-------- TEXT PASSAGE

High Desert Realm, the Arid Splendor of Joshua Tree National Park

By Chuck Graham   |   March 15, 2022
Joshua Tree National Park

It sounded like loud cannon blasts hidden away, echoing ahead in massive clusters of boulders somewhere in Joshua Tree National Park. 

I scrambled up into the direction of those deafening booms, a natural cathedral of granite spires, cliffs, and rock concealing two desert bighorn sheep rams in predawn light. They were in the rut battling like gladiators over ewes and their high desert realm.

How a victor was determined, I will never know. Beyond the colossal butting of heads, thick, curled horns remained intact while each combatant sauntered off in opposite directions, melding into the vastness of the desert. There seemed to be an agreement reached, a natural moment in mystical, idyllic Joshua Tree. 

Deserts Converge

The Joshua Tree takes many different forms

California is the most diversified state in America. Joshua Tree is a fine example of that biodiversity. It’s otherworldly where the Mojave and Colorado deserts converge, where the spindly Joshua Tree stands over the expanse of creosote bush, cholla cactus, yelping coyotes, and the chuckwalla. 

The only place remotely comparable to Joshua Tree in appearance is the Alabama Hills in the Eastern Sierra. Those high plains lack any Joshua Trees, but the stacks of gritty granite slabs are a suitable distant cousin. The Joshua Tree National Park website describes enjoying the gangly trees’ “grotesque appearance.” I would describe them as utterly unique, one of a kind, a fine representative of the agave family. 

Sunrises and sunsets are especially incredible, the Joshua Tree’s rangy limbs seemingly in the middle of a desert trance worshipping the myriad of abrasive monzogranite contours that bound for 800,000 acres across this high desert biome. 

Yet, the Joshua Tree doesn’t stand alone. Despite its seemingly barren, lifeless landscapes, diversity abounds throughout this national park. From its brittlebush and cacti-choked veldts to its six stark mountain ranges majestically surging throughout the ecosphere, there’s much to explore in Joshua Tree. In fact, much of the park’s landscape hovers above 4,000 feet, and occasionally receives snow. And even though Joshua Tree looms desolate and parched, it boasts nearly 800 species of desert flora. Documented are 145 species of lichen and 15 species of cacti that thrive in this “desertscape.” If it rains just enough and the temps remain mild, springtime wildflowers are just the right contrast against the gritty granite, a natural wonder of fleeting colors splashed across the desert for a few brief weeks.

----------------
-------- DATA SUPPLIED

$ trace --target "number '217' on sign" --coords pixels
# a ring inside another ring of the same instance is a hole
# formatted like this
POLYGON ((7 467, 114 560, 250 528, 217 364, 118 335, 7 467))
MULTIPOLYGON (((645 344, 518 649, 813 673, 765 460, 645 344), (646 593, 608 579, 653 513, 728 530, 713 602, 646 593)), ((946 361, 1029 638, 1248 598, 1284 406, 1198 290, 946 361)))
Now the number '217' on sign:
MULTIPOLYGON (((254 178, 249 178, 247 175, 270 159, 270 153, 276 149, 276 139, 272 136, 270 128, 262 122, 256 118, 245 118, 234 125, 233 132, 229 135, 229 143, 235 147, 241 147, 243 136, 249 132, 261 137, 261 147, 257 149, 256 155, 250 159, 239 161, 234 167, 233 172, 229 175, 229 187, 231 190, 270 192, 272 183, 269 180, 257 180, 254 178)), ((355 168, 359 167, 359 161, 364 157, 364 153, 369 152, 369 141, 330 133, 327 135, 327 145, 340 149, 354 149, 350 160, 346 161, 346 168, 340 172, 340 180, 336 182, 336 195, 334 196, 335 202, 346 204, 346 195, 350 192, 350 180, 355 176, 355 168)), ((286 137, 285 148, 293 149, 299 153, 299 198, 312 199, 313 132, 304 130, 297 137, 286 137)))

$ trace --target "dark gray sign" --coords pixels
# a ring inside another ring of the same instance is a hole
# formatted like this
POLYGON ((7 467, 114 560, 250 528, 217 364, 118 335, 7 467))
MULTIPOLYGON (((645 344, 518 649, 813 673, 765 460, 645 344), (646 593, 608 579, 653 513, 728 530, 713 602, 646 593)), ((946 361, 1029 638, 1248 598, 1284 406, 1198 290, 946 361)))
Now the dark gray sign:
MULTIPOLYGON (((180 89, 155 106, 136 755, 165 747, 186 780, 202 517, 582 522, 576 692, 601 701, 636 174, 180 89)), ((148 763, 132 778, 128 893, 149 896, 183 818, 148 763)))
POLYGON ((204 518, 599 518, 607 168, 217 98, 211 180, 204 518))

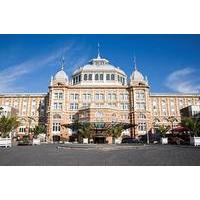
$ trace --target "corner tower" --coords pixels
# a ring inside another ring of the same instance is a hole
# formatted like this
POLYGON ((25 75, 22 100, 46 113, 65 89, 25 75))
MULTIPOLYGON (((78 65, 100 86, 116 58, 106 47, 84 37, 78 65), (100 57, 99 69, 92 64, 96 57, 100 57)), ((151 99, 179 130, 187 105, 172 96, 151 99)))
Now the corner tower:
POLYGON ((131 136, 145 135, 150 129, 149 84, 147 77, 138 70, 134 58, 134 70, 129 83, 130 121, 136 124, 131 129, 131 136))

----------------

INSTRUCTIONS
A - According to the Joshua Tree article, how many acres does the park's high desert biome span?
B - Return each line of the entries that contains the string "trace".

ANSWERS TO THE EXERCISE
A - 800,000 acres

B -
$ trace --target "number '217' on sign" --coords pixels
$ trace --target "dark gray sign" --coords pixels
$ trace --target "corner tower" --coords pixels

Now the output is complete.